* **EXTRACTED TEXT**
================================

The last resultant example is based on the validation of MSL by extracting the textual information from image based PDF files. We produced an image form of one of the randomly selected article²⁵ and then processed one of pages. As Figure 4 shows, the obtained results were comprehensive in both textual as well as the PDF form. This kind of textual extraction can be very helpful, especially when the literature is available in only images e.g. in the case of old published literature in print only format but electronically available in scanned form. MSL produces several files as system output in the parent folder of the files. These files are: XML files (which include structured or tagged information), an Images File (extracted from the PDF file) and PDF files for all analyzed images using OCR.

We mentioned earlier that we have tried and implemented different libraries for text and image extraction and analysis. The best text based outcome was observed using iTextSharp, better image extraction was observed using Spire and OCR from LEADTOOLS was the most promising. While validating the implemented solution, other than the expected results (text and images), we observed some limitations in the used libraries: Irrelevant images are also automatically extracted e.g. journal logos, publisher’s logos and header-footer images embedded inside document (e.g. images added by the publishers, to provide publishing details). However, these images are easily recognized by the user and can also be automatically removed if desired as e.g. always referring to the same logo.

================================

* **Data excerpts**
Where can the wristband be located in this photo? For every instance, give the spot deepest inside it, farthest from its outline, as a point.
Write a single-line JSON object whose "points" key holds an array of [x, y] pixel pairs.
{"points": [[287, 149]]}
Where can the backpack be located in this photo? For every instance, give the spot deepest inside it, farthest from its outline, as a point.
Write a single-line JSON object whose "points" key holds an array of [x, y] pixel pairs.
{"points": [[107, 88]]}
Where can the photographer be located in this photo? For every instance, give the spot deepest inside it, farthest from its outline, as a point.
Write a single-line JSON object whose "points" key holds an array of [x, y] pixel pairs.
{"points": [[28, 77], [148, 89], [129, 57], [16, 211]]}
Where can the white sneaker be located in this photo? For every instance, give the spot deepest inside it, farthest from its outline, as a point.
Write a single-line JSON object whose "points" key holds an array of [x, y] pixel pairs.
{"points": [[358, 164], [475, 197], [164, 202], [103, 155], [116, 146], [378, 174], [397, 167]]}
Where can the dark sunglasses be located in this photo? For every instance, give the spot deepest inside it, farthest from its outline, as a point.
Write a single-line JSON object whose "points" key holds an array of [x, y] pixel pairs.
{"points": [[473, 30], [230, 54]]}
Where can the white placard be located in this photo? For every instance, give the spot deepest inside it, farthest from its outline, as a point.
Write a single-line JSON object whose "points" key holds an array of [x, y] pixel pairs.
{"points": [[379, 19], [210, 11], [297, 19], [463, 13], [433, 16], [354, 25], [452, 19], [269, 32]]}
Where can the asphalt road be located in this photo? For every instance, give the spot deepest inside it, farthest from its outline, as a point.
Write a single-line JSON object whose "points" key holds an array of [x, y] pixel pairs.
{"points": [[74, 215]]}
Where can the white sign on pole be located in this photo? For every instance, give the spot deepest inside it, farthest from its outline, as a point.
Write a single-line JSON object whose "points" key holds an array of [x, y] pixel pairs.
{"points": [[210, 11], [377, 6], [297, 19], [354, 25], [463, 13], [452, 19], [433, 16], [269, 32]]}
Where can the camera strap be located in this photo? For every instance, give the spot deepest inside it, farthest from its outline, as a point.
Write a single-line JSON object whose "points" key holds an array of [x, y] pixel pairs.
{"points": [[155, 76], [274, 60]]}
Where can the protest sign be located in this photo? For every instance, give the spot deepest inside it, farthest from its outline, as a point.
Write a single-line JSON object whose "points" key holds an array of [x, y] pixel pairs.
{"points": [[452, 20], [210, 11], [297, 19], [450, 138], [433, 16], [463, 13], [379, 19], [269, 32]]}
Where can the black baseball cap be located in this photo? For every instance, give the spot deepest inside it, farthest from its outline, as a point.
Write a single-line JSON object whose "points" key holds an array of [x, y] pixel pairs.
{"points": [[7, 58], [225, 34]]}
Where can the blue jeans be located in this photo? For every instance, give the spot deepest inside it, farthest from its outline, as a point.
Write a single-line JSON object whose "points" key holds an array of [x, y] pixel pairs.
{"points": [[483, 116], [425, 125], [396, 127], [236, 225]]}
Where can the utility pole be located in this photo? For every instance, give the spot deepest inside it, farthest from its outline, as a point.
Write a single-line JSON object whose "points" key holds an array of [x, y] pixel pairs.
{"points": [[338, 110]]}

================================

* **TO DO**
1. Does each statement agree with the passage on MSL text extraction? Answer yes or no for each, quoting the deciding words. (a) The best text-based outcome was observed using Spire. (b) MSL places its output files in the parent folder of the files. (c) Irrelevant images such as publishers' logos cannot be removed automatically.
2. Proceed with the passage on MSL text extraction from where it stops.

* **RESULTS OF THE EXERCISE**
1.
(a) No: "The best text based outcome was observed using iTextSharp, better image extraction was observed using Spire"
(b) Yes: "MSL produces several files as system output in the parent folder of the files."
(c) No: "these images are easily recognized by the user and can also be automatically removed if desired"

2.
Furthermore, text was not always in good rendering order, especially when there were text-based mathematical equations with super and subscripts; and in case of double or multicolumn PDF files, most of the libraries’ rendering order is not correct. During extracting text, we found that some important symbols were missed and spaces were generated for some paragraphs. We found that it was not possible to extract particular images that are created as a combination of different sub-images and text objects in the manuscript. In these cases, text is found in extracted text area and all extracted sub-images are image sections, with the possibility of missing some sub-images as well. Moreover, when we applied OCR to different images (extracted or loaded), we found that its performance does vary with respect to the complexity of inputted images. In case of special characters (e.g. Greek delta, alpha, beta etc.), it does not perform well unless these are hard wired in the software.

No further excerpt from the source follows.